__Requirement__
After locating the line with "Where can you see the statue of" in the entries below, set down exactly that line and each one after it to the end, skipping pictures.

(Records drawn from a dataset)

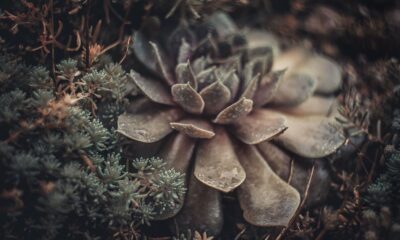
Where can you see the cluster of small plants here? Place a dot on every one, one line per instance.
(63, 172)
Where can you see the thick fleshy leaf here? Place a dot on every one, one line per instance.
(235, 111)
(314, 105)
(162, 64)
(281, 164)
(202, 210)
(140, 104)
(251, 87)
(177, 153)
(265, 198)
(311, 136)
(294, 89)
(232, 82)
(149, 126)
(260, 42)
(327, 73)
(206, 77)
(216, 96)
(216, 163)
(187, 98)
(268, 87)
(184, 74)
(222, 23)
(153, 89)
(199, 64)
(260, 125)
(195, 128)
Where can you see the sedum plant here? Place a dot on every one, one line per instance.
(63, 174)
(228, 103)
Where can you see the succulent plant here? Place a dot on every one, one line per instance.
(241, 111)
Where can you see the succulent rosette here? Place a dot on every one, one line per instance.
(229, 109)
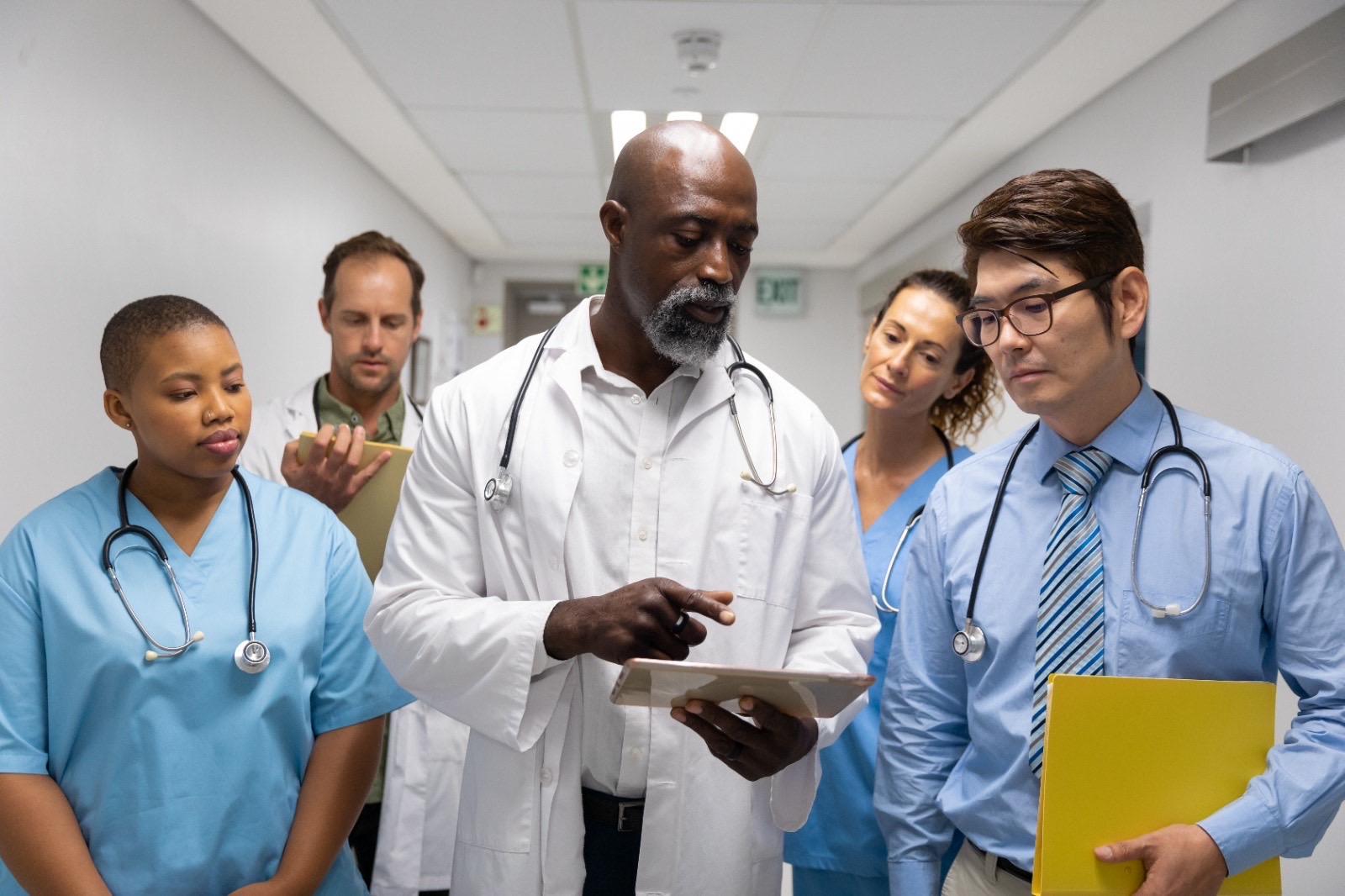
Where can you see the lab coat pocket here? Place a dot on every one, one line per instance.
(488, 817)
(773, 542)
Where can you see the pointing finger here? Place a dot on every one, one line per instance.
(712, 604)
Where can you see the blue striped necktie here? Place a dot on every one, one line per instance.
(1069, 614)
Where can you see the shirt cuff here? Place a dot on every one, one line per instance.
(1246, 831)
(914, 878)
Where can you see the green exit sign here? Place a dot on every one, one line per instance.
(591, 280)
(780, 293)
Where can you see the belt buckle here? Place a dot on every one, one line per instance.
(632, 821)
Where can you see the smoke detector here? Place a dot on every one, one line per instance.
(697, 50)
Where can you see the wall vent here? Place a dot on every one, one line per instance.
(1295, 80)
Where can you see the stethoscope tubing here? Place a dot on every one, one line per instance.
(975, 635)
(125, 528)
(880, 599)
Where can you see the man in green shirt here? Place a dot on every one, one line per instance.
(372, 308)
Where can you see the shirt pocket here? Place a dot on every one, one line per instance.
(1152, 645)
(773, 542)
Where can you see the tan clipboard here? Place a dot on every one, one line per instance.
(804, 694)
(369, 515)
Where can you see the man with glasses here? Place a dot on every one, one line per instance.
(1056, 262)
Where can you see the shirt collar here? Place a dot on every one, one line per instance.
(334, 410)
(585, 351)
(1129, 439)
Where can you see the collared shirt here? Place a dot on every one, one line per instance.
(335, 412)
(612, 540)
(954, 741)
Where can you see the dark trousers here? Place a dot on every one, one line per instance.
(611, 858)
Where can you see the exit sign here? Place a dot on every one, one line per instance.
(591, 280)
(780, 293)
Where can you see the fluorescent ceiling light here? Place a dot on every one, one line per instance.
(625, 124)
(737, 127)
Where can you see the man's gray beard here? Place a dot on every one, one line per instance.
(679, 336)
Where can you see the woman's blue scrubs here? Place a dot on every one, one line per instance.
(841, 849)
(183, 772)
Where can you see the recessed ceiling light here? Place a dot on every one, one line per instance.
(737, 127)
(625, 124)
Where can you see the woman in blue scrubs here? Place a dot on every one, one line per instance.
(927, 389)
(182, 774)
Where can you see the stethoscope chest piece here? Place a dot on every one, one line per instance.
(252, 656)
(970, 643)
(499, 488)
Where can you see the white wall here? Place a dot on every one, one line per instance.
(1244, 262)
(141, 152)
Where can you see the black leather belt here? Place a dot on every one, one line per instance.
(614, 811)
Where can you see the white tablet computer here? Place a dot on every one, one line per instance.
(807, 694)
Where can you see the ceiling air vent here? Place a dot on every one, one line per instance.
(1295, 80)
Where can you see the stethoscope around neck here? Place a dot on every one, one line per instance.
(880, 599)
(501, 486)
(970, 642)
(251, 656)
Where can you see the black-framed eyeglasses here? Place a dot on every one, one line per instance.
(1029, 315)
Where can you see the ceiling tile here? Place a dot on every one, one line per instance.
(468, 53)
(631, 58)
(928, 60)
(517, 143)
(818, 147)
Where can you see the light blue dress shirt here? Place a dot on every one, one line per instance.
(183, 772)
(954, 736)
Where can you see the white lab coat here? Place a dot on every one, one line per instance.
(425, 747)
(464, 593)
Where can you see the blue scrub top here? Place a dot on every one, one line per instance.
(183, 772)
(842, 833)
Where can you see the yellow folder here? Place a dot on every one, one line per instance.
(369, 515)
(1126, 756)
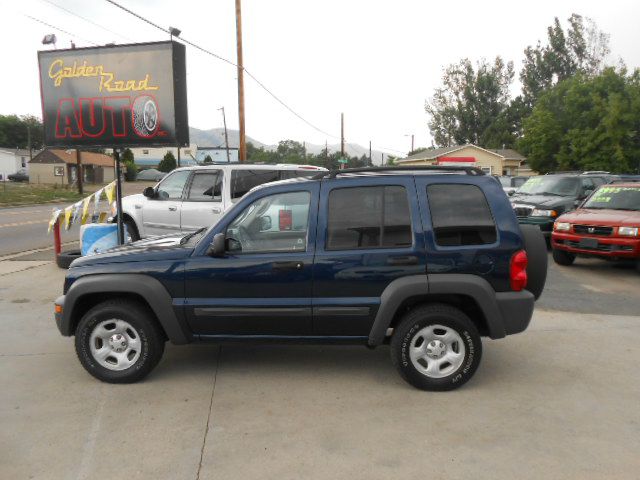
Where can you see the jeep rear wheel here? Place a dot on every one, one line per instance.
(436, 347)
(563, 258)
(119, 341)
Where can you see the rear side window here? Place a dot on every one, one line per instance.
(244, 180)
(460, 215)
(369, 217)
(206, 187)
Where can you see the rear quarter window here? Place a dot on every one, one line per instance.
(460, 215)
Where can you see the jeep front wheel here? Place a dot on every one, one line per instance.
(119, 341)
(436, 347)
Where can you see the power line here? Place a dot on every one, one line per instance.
(58, 29)
(87, 20)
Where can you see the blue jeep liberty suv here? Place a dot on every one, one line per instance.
(424, 259)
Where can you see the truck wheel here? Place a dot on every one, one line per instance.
(563, 258)
(536, 247)
(436, 347)
(119, 341)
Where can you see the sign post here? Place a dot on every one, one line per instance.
(115, 97)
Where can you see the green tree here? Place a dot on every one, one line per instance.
(469, 101)
(580, 49)
(168, 163)
(586, 123)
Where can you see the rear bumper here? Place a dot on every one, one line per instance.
(516, 309)
(545, 223)
(607, 247)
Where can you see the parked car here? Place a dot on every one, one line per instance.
(150, 175)
(511, 184)
(194, 197)
(607, 226)
(426, 259)
(20, 176)
(545, 197)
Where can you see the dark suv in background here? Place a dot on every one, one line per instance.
(426, 259)
(545, 197)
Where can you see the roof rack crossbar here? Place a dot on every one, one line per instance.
(437, 168)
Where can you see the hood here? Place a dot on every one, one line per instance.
(547, 201)
(165, 247)
(606, 217)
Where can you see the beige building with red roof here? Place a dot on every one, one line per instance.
(53, 166)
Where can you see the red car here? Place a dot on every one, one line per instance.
(606, 225)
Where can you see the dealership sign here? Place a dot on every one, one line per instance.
(115, 96)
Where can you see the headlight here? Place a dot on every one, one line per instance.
(544, 213)
(628, 231)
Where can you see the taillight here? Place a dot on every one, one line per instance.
(518, 271)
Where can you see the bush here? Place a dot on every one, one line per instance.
(168, 163)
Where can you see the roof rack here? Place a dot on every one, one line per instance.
(436, 168)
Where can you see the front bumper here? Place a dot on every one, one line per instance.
(607, 247)
(545, 223)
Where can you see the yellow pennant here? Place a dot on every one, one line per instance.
(53, 220)
(85, 208)
(67, 217)
(109, 191)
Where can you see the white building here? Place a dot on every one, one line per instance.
(13, 160)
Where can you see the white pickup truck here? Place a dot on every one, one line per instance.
(193, 197)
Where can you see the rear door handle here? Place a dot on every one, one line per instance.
(287, 265)
(403, 260)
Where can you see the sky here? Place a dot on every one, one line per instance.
(376, 61)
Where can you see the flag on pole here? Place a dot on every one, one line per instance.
(85, 209)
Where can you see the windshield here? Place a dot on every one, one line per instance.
(549, 185)
(615, 198)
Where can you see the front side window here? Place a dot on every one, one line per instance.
(172, 186)
(244, 180)
(206, 186)
(275, 223)
(460, 215)
(369, 217)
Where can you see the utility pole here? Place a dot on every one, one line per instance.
(226, 135)
(242, 148)
(79, 171)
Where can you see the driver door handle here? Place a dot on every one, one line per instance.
(287, 265)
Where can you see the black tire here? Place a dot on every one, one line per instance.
(132, 229)
(64, 259)
(145, 328)
(536, 247)
(562, 257)
(405, 336)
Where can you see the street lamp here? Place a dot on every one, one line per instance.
(50, 40)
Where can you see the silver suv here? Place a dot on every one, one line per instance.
(193, 197)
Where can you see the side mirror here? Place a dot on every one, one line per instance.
(217, 247)
(265, 223)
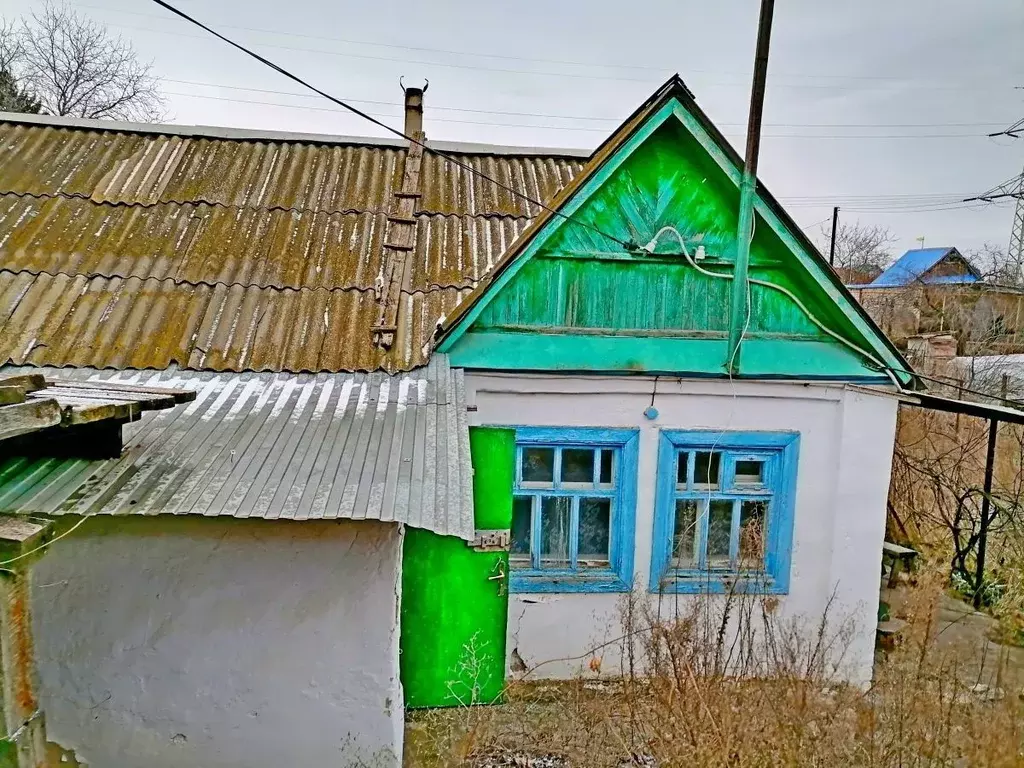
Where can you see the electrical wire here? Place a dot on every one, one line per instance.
(589, 129)
(786, 292)
(385, 126)
(591, 65)
(44, 545)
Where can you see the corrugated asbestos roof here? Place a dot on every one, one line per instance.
(300, 446)
(130, 249)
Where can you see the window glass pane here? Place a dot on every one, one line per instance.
(681, 462)
(607, 471)
(578, 465)
(684, 535)
(555, 514)
(753, 529)
(538, 465)
(706, 469)
(750, 472)
(719, 532)
(521, 506)
(595, 522)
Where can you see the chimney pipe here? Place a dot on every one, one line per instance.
(414, 112)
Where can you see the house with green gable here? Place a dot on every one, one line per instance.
(456, 397)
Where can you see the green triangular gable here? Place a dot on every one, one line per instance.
(567, 298)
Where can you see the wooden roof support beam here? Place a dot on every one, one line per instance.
(30, 416)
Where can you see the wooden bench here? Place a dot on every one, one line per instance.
(897, 555)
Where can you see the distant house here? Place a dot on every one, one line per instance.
(930, 266)
(418, 392)
(938, 290)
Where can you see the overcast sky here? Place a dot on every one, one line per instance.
(880, 107)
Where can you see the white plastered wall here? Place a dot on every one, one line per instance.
(221, 643)
(843, 481)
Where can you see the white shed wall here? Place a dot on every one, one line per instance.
(176, 641)
(843, 481)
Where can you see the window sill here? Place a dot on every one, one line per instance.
(566, 583)
(719, 584)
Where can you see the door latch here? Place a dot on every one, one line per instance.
(492, 541)
(500, 576)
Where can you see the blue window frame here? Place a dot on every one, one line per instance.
(724, 511)
(573, 513)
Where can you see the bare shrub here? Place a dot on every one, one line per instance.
(688, 700)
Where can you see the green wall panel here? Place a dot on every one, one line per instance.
(454, 614)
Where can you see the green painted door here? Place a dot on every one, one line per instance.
(455, 598)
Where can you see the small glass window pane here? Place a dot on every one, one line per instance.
(607, 468)
(555, 515)
(681, 461)
(750, 472)
(538, 465)
(707, 468)
(595, 526)
(753, 529)
(684, 535)
(719, 532)
(521, 525)
(578, 465)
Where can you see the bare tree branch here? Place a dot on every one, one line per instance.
(76, 68)
(861, 251)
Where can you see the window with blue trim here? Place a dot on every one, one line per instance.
(573, 510)
(724, 515)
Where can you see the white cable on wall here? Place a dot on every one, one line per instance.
(649, 248)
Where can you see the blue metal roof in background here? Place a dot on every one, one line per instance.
(913, 264)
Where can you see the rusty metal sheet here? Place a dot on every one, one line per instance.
(145, 169)
(451, 189)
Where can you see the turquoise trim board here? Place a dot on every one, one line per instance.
(763, 358)
(776, 455)
(622, 446)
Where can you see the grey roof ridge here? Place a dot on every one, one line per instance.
(256, 134)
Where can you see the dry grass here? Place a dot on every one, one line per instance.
(690, 698)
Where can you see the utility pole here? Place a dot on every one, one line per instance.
(740, 307)
(832, 247)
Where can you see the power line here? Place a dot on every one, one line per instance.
(584, 117)
(586, 129)
(569, 62)
(385, 126)
(542, 73)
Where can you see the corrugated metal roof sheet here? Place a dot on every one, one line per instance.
(301, 446)
(144, 324)
(132, 249)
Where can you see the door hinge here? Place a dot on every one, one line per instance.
(491, 541)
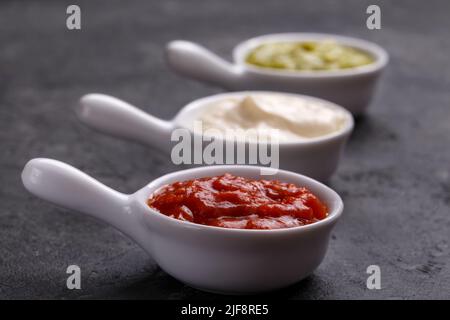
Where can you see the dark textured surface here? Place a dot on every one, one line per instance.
(394, 178)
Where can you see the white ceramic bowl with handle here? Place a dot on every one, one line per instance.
(232, 261)
(317, 157)
(351, 88)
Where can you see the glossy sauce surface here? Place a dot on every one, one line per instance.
(235, 202)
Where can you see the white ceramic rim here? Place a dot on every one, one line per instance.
(346, 130)
(380, 55)
(206, 171)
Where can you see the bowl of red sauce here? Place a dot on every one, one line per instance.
(236, 202)
(226, 229)
(222, 229)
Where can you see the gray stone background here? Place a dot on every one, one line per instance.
(394, 177)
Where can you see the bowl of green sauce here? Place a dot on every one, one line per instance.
(341, 69)
(323, 55)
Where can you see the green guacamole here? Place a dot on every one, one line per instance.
(308, 55)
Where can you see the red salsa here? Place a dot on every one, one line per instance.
(235, 202)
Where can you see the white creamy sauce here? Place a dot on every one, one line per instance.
(295, 117)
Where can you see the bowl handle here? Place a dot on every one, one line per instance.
(68, 187)
(120, 119)
(194, 61)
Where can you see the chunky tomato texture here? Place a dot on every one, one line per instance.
(229, 201)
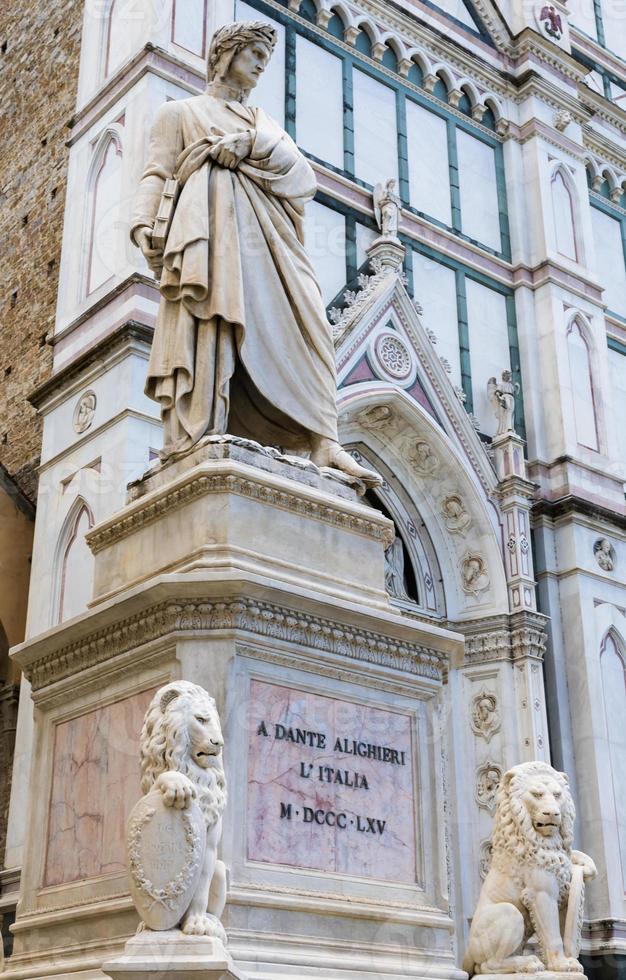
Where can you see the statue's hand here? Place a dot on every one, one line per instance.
(153, 256)
(231, 150)
(177, 789)
(587, 863)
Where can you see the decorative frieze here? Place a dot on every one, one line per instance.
(248, 615)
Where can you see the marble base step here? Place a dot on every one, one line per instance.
(149, 955)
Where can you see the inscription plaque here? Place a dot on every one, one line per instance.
(330, 785)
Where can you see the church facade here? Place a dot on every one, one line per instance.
(503, 128)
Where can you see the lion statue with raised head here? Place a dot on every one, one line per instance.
(535, 883)
(181, 755)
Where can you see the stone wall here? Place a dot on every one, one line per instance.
(39, 53)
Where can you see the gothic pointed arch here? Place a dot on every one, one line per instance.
(581, 359)
(566, 214)
(400, 439)
(613, 674)
(103, 192)
(73, 563)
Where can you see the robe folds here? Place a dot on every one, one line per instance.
(242, 343)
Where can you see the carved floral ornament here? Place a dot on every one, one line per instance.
(392, 357)
(485, 715)
(421, 456)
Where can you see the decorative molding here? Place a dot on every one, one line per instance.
(198, 484)
(244, 614)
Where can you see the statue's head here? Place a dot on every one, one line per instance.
(239, 53)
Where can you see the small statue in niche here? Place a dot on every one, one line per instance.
(474, 575)
(502, 397)
(455, 517)
(394, 570)
(604, 554)
(387, 208)
(485, 716)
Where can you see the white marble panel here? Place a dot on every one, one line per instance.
(319, 102)
(434, 286)
(617, 404)
(582, 390)
(188, 25)
(330, 785)
(364, 238)
(582, 15)
(375, 129)
(478, 188)
(429, 181)
(325, 232)
(610, 259)
(489, 346)
(270, 92)
(614, 23)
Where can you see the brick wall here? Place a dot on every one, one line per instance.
(39, 51)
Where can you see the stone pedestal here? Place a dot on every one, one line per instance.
(149, 955)
(261, 579)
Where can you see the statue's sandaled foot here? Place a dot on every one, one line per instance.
(203, 924)
(564, 964)
(332, 454)
(513, 964)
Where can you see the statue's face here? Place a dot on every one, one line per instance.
(249, 64)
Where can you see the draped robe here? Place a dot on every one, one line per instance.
(242, 343)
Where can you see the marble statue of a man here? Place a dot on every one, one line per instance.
(242, 343)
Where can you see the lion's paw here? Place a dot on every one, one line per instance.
(204, 925)
(178, 791)
(532, 964)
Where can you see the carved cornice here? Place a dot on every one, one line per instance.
(528, 635)
(130, 332)
(504, 637)
(200, 615)
(201, 483)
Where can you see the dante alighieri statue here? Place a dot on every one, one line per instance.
(242, 343)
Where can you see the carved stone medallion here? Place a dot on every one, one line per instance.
(393, 356)
(421, 457)
(485, 716)
(488, 777)
(84, 411)
(604, 554)
(165, 855)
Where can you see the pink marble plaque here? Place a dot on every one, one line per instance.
(95, 784)
(330, 785)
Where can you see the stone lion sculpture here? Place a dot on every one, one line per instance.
(181, 757)
(535, 883)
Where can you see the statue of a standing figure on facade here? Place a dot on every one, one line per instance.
(242, 343)
(502, 397)
(387, 208)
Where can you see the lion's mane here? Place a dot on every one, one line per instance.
(165, 745)
(515, 842)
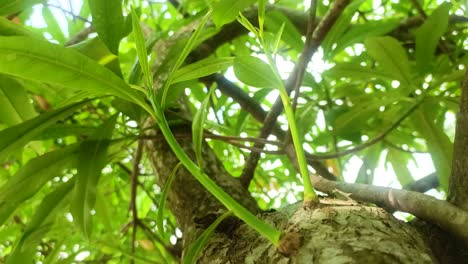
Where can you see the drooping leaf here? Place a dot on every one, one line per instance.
(359, 32)
(32, 176)
(183, 55)
(15, 106)
(202, 68)
(96, 49)
(164, 194)
(197, 127)
(428, 36)
(9, 28)
(254, 72)
(41, 222)
(391, 56)
(108, 22)
(197, 246)
(275, 20)
(15, 137)
(8, 7)
(141, 51)
(92, 159)
(227, 10)
(71, 69)
(356, 71)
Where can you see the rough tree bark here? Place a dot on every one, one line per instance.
(341, 230)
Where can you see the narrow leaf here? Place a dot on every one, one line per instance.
(141, 50)
(71, 69)
(108, 22)
(162, 201)
(199, 244)
(92, 159)
(15, 137)
(202, 68)
(31, 177)
(185, 52)
(15, 106)
(40, 224)
(254, 72)
(9, 28)
(437, 142)
(227, 10)
(197, 127)
(8, 7)
(391, 56)
(428, 36)
(356, 71)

__Reply to the task__
Where can you see the statue of a standing figure on facade here? Place a dot on every one, one line per instance.
(242, 343)
(502, 397)
(387, 208)
Where can you see the lion's mane here? Place a dot on every one, one line per instance.
(165, 745)
(515, 842)
Where can you see the drooping leaf here? Place a dot on every one, one line per instance.
(359, 32)
(32, 176)
(183, 55)
(15, 106)
(202, 68)
(96, 49)
(164, 194)
(197, 127)
(428, 36)
(9, 28)
(254, 72)
(41, 222)
(391, 56)
(108, 22)
(197, 246)
(275, 20)
(15, 137)
(8, 7)
(141, 51)
(92, 159)
(227, 10)
(71, 69)
(356, 71)
Where can you see the rough tree bark here? Place a dot on every one, one line per instance.
(341, 230)
Where can you see the narrow leaf here? Place a dot on every one, one line per instance.
(141, 50)
(71, 69)
(108, 22)
(162, 201)
(199, 244)
(92, 159)
(15, 137)
(202, 68)
(31, 177)
(185, 52)
(15, 106)
(40, 224)
(254, 72)
(9, 28)
(437, 142)
(227, 10)
(197, 127)
(8, 7)
(391, 56)
(428, 36)
(356, 71)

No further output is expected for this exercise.